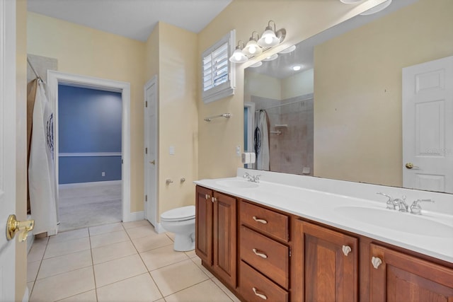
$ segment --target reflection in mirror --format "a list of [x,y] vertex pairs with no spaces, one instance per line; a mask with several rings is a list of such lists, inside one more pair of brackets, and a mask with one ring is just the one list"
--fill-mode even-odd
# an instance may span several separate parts
[[453,74],[437,61],[453,56],[451,11],[394,1],[246,69],[248,168],[453,192],[453,80],[434,72]]

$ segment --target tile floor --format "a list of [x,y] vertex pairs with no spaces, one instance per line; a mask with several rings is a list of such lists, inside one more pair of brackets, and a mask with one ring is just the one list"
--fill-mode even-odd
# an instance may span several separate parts
[[143,220],[36,238],[28,258],[30,301],[239,301],[195,251],[173,251],[172,235]]

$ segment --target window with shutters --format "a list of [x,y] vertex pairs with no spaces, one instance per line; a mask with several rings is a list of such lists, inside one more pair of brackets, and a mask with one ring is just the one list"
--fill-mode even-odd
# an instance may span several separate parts
[[234,94],[234,64],[229,58],[234,47],[234,30],[206,50],[202,57],[202,98],[210,103]]

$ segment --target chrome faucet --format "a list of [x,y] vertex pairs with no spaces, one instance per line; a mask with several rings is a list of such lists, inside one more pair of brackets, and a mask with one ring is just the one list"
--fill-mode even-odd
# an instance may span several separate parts
[[396,207],[398,207],[398,210],[399,211],[408,211],[408,210],[409,209],[409,206],[408,206],[408,204],[406,203],[406,196],[403,195],[403,199],[396,198],[396,199],[394,199],[393,203],[395,206],[395,209]]
[[243,175],[244,178],[247,178],[247,180],[252,182],[260,182],[260,176],[261,175],[252,175],[249,174],[248,172]]
[[417,199],[411,204],[411,213],[415,215],[422,214],[422,207],[420,205],[420,202],[434,202],[432,199]]

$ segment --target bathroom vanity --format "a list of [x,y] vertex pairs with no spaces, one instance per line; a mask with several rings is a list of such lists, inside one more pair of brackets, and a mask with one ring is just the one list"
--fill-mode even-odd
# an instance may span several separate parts
[[[246,171],[195,182],[196,253],[241,300],[453,299],[452,195]],[[436,204],[401,213],[382,192]]]

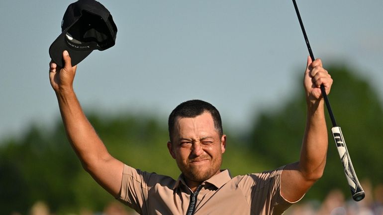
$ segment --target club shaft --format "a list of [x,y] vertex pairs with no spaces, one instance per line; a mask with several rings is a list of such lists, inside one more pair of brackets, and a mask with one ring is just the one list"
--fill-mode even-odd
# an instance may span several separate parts
[[[304,41],[306,42],[306,45],[307,46],[308,53],[310,54],[310,57],[311,58],[311,60],[314,61],[315,61],[315,58],[314,57],[314,54],[312,54],[312,50],[311,50],[311,47],[310,46],[310,43],[308,42],[308,38],[307,38],[307,35],[306,34],[306,31],[304,30],[303,23],[302,22],[302,19],[300,18],[299,11],[298,10],[298,6],[296,5],[296,2],[295,2],[295,0],[292,0],[292,3],[294,4],[294,8],[295,8],[295,12],[296,12],[296,15],[298,16],[298,20],[299,21],[300,28],[302,29],[302,32],[303,33]],[[333,127],[337,127],[337,126],[336,124],[336,121],[335,121],[335,118],[334,117],[334,114],[332,113],[331,106],[330,105],[330,101],[328,100],[327,94],[326,93],[326,90],[324,89],[324,86],[323,86],[323,84],[321,84],[320,85],[320,91],[322,92],[322,96],[323,97],[325,103],[326,104],[326,107],[327,108],[328,114],[330,115],[330,118],[331,120],[331,123],[332,123],[332,126]]]

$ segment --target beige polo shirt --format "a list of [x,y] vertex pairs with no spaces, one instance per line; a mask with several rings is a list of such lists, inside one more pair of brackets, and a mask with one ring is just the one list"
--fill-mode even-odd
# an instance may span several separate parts
[[[221,171],[202,183],[194,214],[282,214],[292,204],[281,195],[284,167],[232,178]],[[182,175],[175,180],[125,165],[119,200],[141,215],[185,215],[192,193]]]

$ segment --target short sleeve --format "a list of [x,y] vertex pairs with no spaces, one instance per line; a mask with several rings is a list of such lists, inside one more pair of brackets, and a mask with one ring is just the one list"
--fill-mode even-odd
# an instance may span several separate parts
[[292,204],[281,194],[281,175],[285,166],[243,176],[238,186],[246,197],[251,214],[282,215]]

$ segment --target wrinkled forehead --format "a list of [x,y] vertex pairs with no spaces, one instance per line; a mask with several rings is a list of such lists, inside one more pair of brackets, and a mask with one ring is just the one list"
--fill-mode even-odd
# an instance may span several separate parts
[[182,136],[212,135],[216,133],[214,120],[211,114],[204,112],[195,117],[176,118],[174,126],[175,135]]

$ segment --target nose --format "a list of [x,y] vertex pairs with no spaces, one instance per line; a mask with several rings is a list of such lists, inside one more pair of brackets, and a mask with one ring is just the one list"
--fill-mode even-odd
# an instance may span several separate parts
[[192,146],[192,154],[198,157],[203,153],[202,146],[199,142],[194,142]]

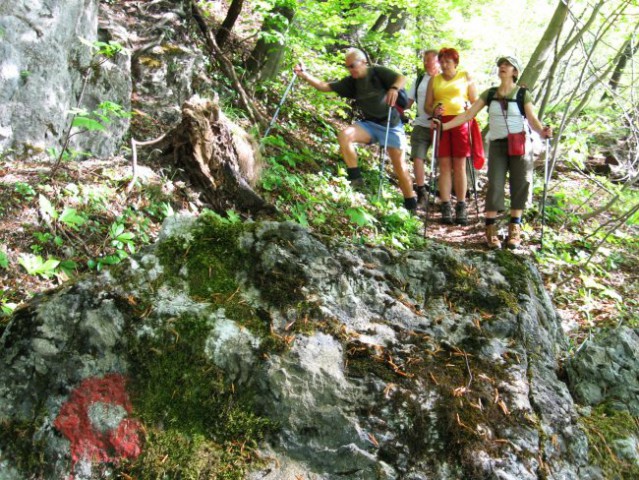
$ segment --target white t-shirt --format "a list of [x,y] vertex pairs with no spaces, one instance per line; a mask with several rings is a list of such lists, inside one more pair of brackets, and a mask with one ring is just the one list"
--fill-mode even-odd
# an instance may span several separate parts
[[[424,78],[419,82],[419,86],[417,87],[417,117],[415,117],[415,121],[413,125],[419,125],[421,127],[430,127],[430,115],[428,115],[424,111],[424,104],[426,103],[426,89],[428,89],[428,82],[430,82],[430,76],[428,74],[424,74]],[[417,79],[413,82],[410,89],[408,90],[408,98],[411,100],[415,100],[415,84],[417,83]]]
[[[507,98],[514,99],[517,96],[519,88],[513,89]],[[488,100],[488,90],[481,93],[480,98],[484,101]],[[524,105],[531,101],[530,92],[526,91],[524,95]],[[506,138],[508,133],[518,133],[524,130],[524,117],[519,111],[517,102],[505,102],[507,104],[507,110],[502,113],[501,102],[495,98],[490,102],[488,107],[488,126],[490,131],[488,132],[489,140],[498,140]],[[505,117],[505,118],[504,118]],[[506,121],[508,127],[506,127]]]

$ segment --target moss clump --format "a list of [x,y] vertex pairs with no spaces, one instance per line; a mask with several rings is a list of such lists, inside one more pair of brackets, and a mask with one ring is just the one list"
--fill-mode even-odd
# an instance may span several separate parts
[[[478,450],[499,454],[496,441],[505,430],[532,426],[525,412],[510,412],[498,385],[508,378],[508,366],[475,357],[461,348],[435,344],[427,335],[407,333],[398,338],[399,349],[371,347],[360,342],[347,345],[348,374],[371,373],[384,380],[388,391],[373,407],[376,415],[387,410],[404,418],[402,438],[416,462],[436,451],[464,472],[463,478],[482,478],[475,457]],[[472,376],[472,377],[471,377]],[[392,388],[391,388],[392,387]],[[428,394],[428,392],[431,392]],[[424,395],[437,399],[434,418],[423,409]],[[437,432],[440,441],[427,444]],[[389,460],[401,452],[397,446],[380,445]]]
[[179,288],[184,281],[179,272],[186,269],[189,295],[194,300],[224,307],[228,318],[268,336],[269,323],[242,299],[236,279],[236,273],[250,263],[238,248],[239,237],[247,228],[213,212],[203,213],[186,236],[159,245],[158,256],[167,272],[162,280]]
[[614,410],[602,404],[594,408],[590,415],[582,417],[580,423],[588,437],[589,460],[604,471],[606,478],[639,478],[639,465],[619,458],[614,446],[611,445],[615,440],[632,436],[639,438],[639,418],[633,417],[627,411]]
[[33,475],[33,478],[47,478],[48,459],[44,452],[45,441],[36,440],[36,426],[40,421],[0,423],[0,449],[2,457],[10,458],[18,471]]
[[[240,479],[252,448],[274,428],[204,354],[210,327],[182,318],[130,350],[134,414],[145,425],[142,455],[120,467],[135,478]],[[133,335],[132,335],[133,337]]]

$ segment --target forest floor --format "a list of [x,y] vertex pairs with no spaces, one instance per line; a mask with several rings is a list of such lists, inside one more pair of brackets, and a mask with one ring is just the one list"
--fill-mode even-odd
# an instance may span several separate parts
[[[0,161],[0,333],[10,311],[32,296],[107,268],[152,243],[167,215],[197,213],[203,207],[186,181],[158,165],[141,166],[132,188],[131,165],[122,157],[65,164],[54,179],[50,169],[48,161]],[[589,189],[582,176],[562,176],[562,192]],[[483,197],[480,189],[479,205],[470,199],[470,223],[463,227],[441,225],[438,208],[432,206],[426,237],[486,250]],[[574,218],[566,222],[546,226],[552,242],[540,252],[539,219],[531,219],[535,228],[525,229],[526,241],[515,253],[538,263],[573,345],[598,328],[637,326],[639,248],[628,248],[627,242],[604,244],[584,267],[590,251],[582,248],[585,230],[577,228]],[[506,223],[502,217],[502,230]],[[639,234],[636,225],[622,230],[630,241]]]

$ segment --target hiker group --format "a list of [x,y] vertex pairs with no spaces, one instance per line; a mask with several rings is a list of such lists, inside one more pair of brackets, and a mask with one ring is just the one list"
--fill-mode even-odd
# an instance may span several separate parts
[[[533,111],[530,93],[517,86],[522,71],[519,61],[505,56],[497,61],[500,84],[477,95],[470,74],[459,69],[459,53],[454,48],[423,53],[425,74],[416,78],[404,90],[406,77],[383,66],[370,66],[364,52],[349,49],[345,67],[349,75],[335,82],[325,82],[308,73],[302,64],[295,74],[322,92],[335,92],[353,99],[363,115],[338,134],[338,142],[347,166],[348,180],[355,189],[363,185],[358,167],[355,144],[379,143],[388,153],[393,170],[404,196],[404,208],[416,213],[429,208],[434,187],[434,171],[439,169],[441,222],[466,225],[467,174],[481,168],[484,161],[481,132],[474,120],[477,113],[488,107],[489,162],[486,194],[486,241],[491,248],[500,248],[496,219],[505,209],[504,187],[506,175],[510,186],[510,222],[508,248],[521,243],[521,217],[532,188],[533,163],[525,154],[525,122],[542,138],[550,138],[552,131],[544,127]],[[404,160],[406,134],[400,111],[417,107],[411,133],[410,157],[413,161],[415,188]],[[394,108],[394,107],[400,107]],[[426,183],[428,150],[431,148],[430,180]],[[382,151],[384,151],[382,150]],[[471,161],[472,159],[472,161]],[[383,165],[382,165],[383,166]],[[471,177],[473,185],[474,178]],[[381,189],[381,178],[380,178]],[[454,208],[452,196],[455,196]]]

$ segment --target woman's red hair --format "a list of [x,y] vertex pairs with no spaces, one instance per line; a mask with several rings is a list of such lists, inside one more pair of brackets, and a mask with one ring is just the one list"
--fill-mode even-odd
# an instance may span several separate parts
[[437,59],[441,62],[444,58],[449,58],[455,65],[459,65],[459,52],[454,48],[442,48],[437,54]]

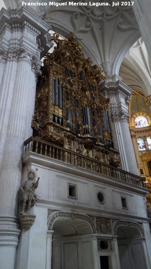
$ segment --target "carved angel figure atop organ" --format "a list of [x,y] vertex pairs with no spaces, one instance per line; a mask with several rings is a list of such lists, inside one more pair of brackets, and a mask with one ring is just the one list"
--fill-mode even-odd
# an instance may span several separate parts
[[39,178],[35,182],[34,180],[35,176],[33,172],[29,172],[27,176],[28,180],[24,182],[19,189],[19,202],[23,209],[20,215],[24,214],[25,208],[27,209],[26,214],[29,214],[31,207],[37,201],[37,195],[36,195],[34,191],[38,187]]

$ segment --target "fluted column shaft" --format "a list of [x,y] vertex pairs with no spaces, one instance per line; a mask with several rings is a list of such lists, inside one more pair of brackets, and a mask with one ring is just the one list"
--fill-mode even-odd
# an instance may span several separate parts
[[110,112],[116,148],[122,169],[139,174],[128,124],[130,116],[126,104],[132,90],[121,80],[104,81],[100,90],[110,99]]
[[127,120],[121,120],[120,125],[123,138],[126,155],[128,159],[130,172],[139,175],[138,171],[130,136]]
[[14,269],[24,142],[32,134],[40,53],[52,43],[49,26],[27,8],[2,9],[0,25],[0,268]]

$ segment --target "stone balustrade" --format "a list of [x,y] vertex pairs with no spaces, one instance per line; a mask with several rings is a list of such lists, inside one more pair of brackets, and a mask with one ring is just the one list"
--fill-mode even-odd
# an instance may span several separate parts
[[24,145],[25,154],[29,151],[34,152],[146,188],[145,179],[140,177],[52,143],[31,136]]

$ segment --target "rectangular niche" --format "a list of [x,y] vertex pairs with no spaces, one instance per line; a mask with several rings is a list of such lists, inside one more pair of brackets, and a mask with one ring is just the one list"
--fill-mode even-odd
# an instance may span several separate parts
[[77,185],[68,183],[68,197],[72,199],[77,199]]
[[122,197],[121,196],[121,202],[122,202],[122,208],[123,209],[128,209],[128,207],[127,206],[127,199],[125,197]]

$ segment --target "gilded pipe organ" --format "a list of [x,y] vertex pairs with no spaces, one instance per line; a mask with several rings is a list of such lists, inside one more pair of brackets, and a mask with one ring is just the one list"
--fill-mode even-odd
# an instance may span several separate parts
[[73,38],[59,39],[43,61],[36,90],[33,136],[119,166],[108,98],[100,91],[101,68],[92,66]]

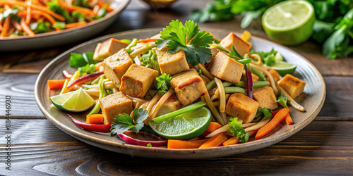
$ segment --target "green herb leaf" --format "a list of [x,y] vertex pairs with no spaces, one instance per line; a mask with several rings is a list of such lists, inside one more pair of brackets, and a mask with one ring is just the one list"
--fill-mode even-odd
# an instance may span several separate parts
[[287,101],[288,101],[288,97],[283,96],[283,92],[281,92],[281,96],[278,97],[277,103],[280,104],[283,108],[288,108],[288,106],[287,106]]
[[170,84],[170,81],[172,77],[169,75],[167,75],[164,73],[159,77],[156,77],[157,80],[157,89],[158,89],[158,94],[163,95],[165,94],[172,87]]
[[68,63],[70,66],[75,68],[85,66],[87,64],[95,64],[96,61],[93,59],[94,53],[83,53],[83,54],[71,53]]
[[138,132],[144,126],[143,121],[148,117],[148,111],[143,110],[143,108],[135,108],[133,115],[133,120],[126,113],[116,116],[115,121],[112,124],[110,136],[120,134],[128,130]]
[[206,31],[200,32],[198,25],[193,21],[186,21],[184,26],[179,20],[172,20],[160,34],[161,39],[157,39],[155,43],[158,50],[166,45],[169,53],[182,49],[188,63],[193,65],[198,63],[210,62],[212,53],[208,47],[215,39]]
[[241,128],[241,123],[237,122],[238,120],[237,118],[229,118],[230,122],[228,123],[228,131],[233,133],[236,137],[238,137],[239,142],[241,143],[247,142],[249,140],[249,132],[245,132],[245,130]]

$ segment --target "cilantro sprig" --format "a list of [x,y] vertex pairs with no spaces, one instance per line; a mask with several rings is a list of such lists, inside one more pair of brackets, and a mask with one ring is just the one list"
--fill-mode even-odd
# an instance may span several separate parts
[[120,134],[128,130],[138,132],[144,126],[143,120],[148,117],[148,111],[136,108],[133,110],[133,119],[126,113],[116,116],[110,128],[110,136]]
[[229,118],[230,122],[228,123],[228,131],[233,133],[235,137],[238,137],[239,142],[241,143],[247,142],[249,140],[249,132],[245,132],[245,130],[241,128],[241,123],[237,122],[237,118]]
[[188,63],[193,65],[210,62],[212,53],[208,47],[215,39],[208,32],[200,31],[196,23],[188,20],[184,26],[179,20],[172,20],[160,34],[160,39],[155,43],[159,51],[165,46],[169,53],[182,49]]
[[165,94],[172,87],[170,84],[170,81],[172,77],[169,75],[167,75],[164,73],[159,77],[156,77],[157,80],[157,89],[158,89],[158,94],[163,95]]

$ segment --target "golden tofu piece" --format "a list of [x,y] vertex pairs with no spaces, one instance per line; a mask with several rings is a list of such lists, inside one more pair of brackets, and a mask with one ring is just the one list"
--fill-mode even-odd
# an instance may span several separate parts
[[143,98],[157,75],[157,70],[134,63],[121,77],[120,91],[131,96]]
[[225,113],[232,117],[243,120],[243,123],[249,123],[255,118],[258,106],[256,101],[242,94],[234,93],[228,99]]
[[174,75],[172,77],[170,84],[184,105],[188,105],[207,94],[203,80],[193,68]]
[[303,92],[306,82],[292,75],[287,74],[277,84],[283,88],[292,98],[295,99]]
[[115,117],[122,113],[130,114],[133,111],[132,100],[121,92],[109,94],[100,99],[104,124],[112,124]]
[[229,51],[232,50],[232,45],[233,45],[240,56],[244,56],[246,54],[250,56],[250,44],[238,37],[233,32],[230,32],[227,37],[222,39],[220,42],[220,45]]
[[253,89],[253,99],[260,104],[261,108],[275,109],[278,107],[276,96],[270,87],[266,86]]
[[[280,73],[278,73],[276,70],[269,68],[266,68],[266,70],[270,73],[270,74],[271,74],[272,77],[273,77],[275,82],[277,82],[278,80],[280,80]],[[271,83],[271,82],[270,81],[270,78],[266,75],[265,75],[265,76],[266,80]]]
[[208,70],[220,79],[237,84],[243,75],[244,65],[219,52],[210,63]]
[[103,61],[104,73],[113,83],[118,87],[120,87],[120,80],[133,61],[125,49],[110,56]]
[[97,45],[93,59],[102,61],[127,46],[128,44],[122,42],[119,39],[111,38]]
[[164,47],[160,51],[156,51],[161,73],[173,75],[189,69],[182,49],[174,54],[169,53],[167,50],[168,48]]

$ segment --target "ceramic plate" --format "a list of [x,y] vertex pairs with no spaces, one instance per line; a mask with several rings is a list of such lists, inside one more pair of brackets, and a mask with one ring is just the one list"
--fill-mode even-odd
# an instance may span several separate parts
[[[117,137],[110,137],[108,133],[92,132],[77,127],[68,117],[67,113],[60,111],[51,106],[49,97],[59,94],[58,91],[49,90],[47,84],[47,80],[63,79],[62,71],[66,70],[73,73],[74,70],[68,65],[70,53],[92,52],[97,43],[111,37],[116,39],[144,39],[152,36],[161,30],[159,29],[146,29],[120,32],[104,36],[77,46],[50,62],[40,73],[35,83],[35,94],[37,103],[42,112],[53,124],[73,137],[92,146],[104,149],[113,152],[158,158],[196,159],[214,158],[241,153],[257,150],[276,144],[293,135],[309,124],[321,109],[326,89],[322,75],[307,59],[294,51],[275,43],[252,37],[250,42],[256,51],[270,51],[273,48],[280,52],[289,63],[298,65],[294,73],[302,80],[306,82],[304,93],[296,100],[306,108],[306,112],[299,112],[290,107],[291,115],[294,121],[292,125],[282,125],[276,127],[273,132],[258,140],[249,140],[245,144],[232,146],[214,147],[203,149],[167,149],[165,147],[146,147],[126,144]],[[231,31],[206,28],[217,38],[222,39]],[[85,121],[84,114],[73,114],[76,118]]]
[[18,37],[0,39],[0,51],[12,51],[52,47],[72,43],[90,37],[103,31],[116,18],[130,0],[104,0],[114,11],[106,16],[85,25],[61,31],[36,34],[35,37]]

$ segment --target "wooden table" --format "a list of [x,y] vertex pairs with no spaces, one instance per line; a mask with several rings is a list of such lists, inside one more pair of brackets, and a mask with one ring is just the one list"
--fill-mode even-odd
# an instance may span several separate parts
[[[150,10],[133,0],[116,23],[99,36],[128,30],[162,27],[171,20],[184,21],[206,1],[180,0],[172,8]],[[241,17],[222,23],[200,24],[241,32]],[[259,21],[247,29],[268,39]],[[95,37],[97,37],[96,36]],[[94,38],[94,37],[92,37]],[[88,40],[90,39],[88,39]],[[235,156],[202,161],[143,158],[100,149],[66,134],[40,112],[33,89],[43,67],[81,42],[56,47],[0,54],[0,175],[352,175],[353,174],[353,59],[327,59],[312,41],[292,49],[320,70],[327,96],[318,117],[292,137],[267,148]],[[6,96],[11,96],[11,171],[7,156]]]

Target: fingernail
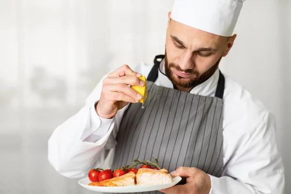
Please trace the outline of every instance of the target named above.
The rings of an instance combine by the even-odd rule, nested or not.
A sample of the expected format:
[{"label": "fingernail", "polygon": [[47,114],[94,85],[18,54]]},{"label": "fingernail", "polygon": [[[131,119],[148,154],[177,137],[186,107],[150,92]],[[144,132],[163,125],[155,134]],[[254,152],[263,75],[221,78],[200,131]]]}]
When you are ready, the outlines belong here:
[{"label": "fingernail", "polygon": [[176,174],[176,171],[174,171],[172,172],[171,173],[170,173],[170,174],[171,175],[171,176],[175,175]]},{"label": "fingernail", "polygon": [[138,99],[141,99],[143,98],[143,95],[138,93],[136,95],[136,97],[137,97]]}]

++++++++++++++++++++

* _Written task_:
Which lines in the rows above contain the string "organ"? Pull out each of those lines in full; case counts.

* _Finished task_:
$ segment --target "carved angel figure atop organ" --format "a list of [x,y] vertex pairs with no spaces, one instance per line; a mask with several rings is a list of such lists, inside one more pair of brackets, and a mask with one ring is just the one list"
$ segment --target "gilded pipe organ" --format "a list of [x,y] vertex pairs with no spaces, one instance per line; a mask with several rings is a list of such lists, inside one more pair of brackets, and a mask with one ring is just the one list"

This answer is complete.